= Page =
+ + +

ROME | One of Italy’s most picturesque and unusual medieval villages is to start charging visitors an entrance fee in a bid to raise money to shore up its crumbling foundations.

Civita di Bagnoregio perches precariously on an outcrop of friable rock surrounded by deep ravines in Lazio, the region that encompasses Rome.

Frequent rock falls have earned it the name “the dying town” and most of its inhabitants fled long ago, to be replaced by a small colony of artists, expatriates and boutique owners.

The village, 100 miles north of Rome, now intends to levy a three euro ($3.91) entrance fee on visitors in an attempt to build up a fund to pay for vital engineering work and structural repairs.

It is thought to be the first town or village in Italy to start charging an entrance fee – Venice has mulled the idea in the past as a way of controlling the crush of tourists that invade the lagoon city every day, but the idea has proved too controversial to implement.

The tourist tax will be easy to enforce in Civita di Bagnoregio – the only way to access the tiny village is via a long pedestrian bridge that spans a deep ravine.

+ + +

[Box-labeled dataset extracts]
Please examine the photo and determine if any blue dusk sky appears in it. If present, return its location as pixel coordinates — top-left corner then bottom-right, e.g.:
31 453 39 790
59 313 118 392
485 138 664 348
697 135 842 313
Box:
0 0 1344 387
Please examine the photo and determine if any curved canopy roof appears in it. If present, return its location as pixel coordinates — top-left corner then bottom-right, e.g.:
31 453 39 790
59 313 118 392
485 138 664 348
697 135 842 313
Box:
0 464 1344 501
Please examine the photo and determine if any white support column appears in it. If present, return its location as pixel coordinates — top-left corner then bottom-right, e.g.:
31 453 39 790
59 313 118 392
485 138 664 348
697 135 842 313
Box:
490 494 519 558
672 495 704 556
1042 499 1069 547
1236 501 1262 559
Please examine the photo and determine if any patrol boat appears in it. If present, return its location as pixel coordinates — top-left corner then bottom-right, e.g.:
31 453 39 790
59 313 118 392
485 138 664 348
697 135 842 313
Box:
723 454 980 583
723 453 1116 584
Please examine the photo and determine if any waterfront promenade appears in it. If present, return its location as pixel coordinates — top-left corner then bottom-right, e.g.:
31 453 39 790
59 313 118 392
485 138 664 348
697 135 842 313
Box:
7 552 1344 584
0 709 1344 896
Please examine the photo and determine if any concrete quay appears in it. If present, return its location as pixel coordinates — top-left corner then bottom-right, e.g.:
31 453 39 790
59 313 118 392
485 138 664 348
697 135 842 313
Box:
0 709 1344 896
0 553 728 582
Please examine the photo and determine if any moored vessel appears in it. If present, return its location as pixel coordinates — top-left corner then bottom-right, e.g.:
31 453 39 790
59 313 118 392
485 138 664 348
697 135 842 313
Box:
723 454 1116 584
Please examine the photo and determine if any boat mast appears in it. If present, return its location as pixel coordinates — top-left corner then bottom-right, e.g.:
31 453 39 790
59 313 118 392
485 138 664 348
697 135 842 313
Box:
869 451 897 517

+ + +

= What you need to do =
[a] Could you transcribe the passage of the article on Civita di Bagnoregio from "The tourist tax" up to and including "a deep ravine."?
[b] Would you pick up the article on Civita di Bagnoregio's entrance fee and continue it from where it stops?

= The replies =
[a]
The tourist tax will be easy to enforce in Civita di Bagnoregio – the only way to access the tiny village is via a long pedestrian bridge that spans a deep ravine.

[b]
The decision to introduce the charge was taken in the light of recent geological reports which painted an alarming picture of the precarious state of the village, which is built on crumbly tufa rock, a type of limestone.

“The money will be used for urgent structural maintenance,” said Francesco Bigiotti, the mayor of the village along with its sister settlement Bagnoregio, where many of its former residents had to move to.

Cuts to government funding, implemented by the technocrat government of Mario Monti, the prime minister, also drove the decision to start charging for entrance.

“It is clear that we must find new funds that will enable us to act quickly and independently,” the mayor told the Ansa news agency. “We need to intervene and deal with the situation resolutely.” He said new fractures had appeared in the foundations of the village which needed to be attended to “before they get any wider.”

The ticket [plan] is expected to be up and running later this month.

The village’s year-round population is about 15 but that swells to about 100 during the summer, when cafes, restaurants and boutiques open up for the tourist trade.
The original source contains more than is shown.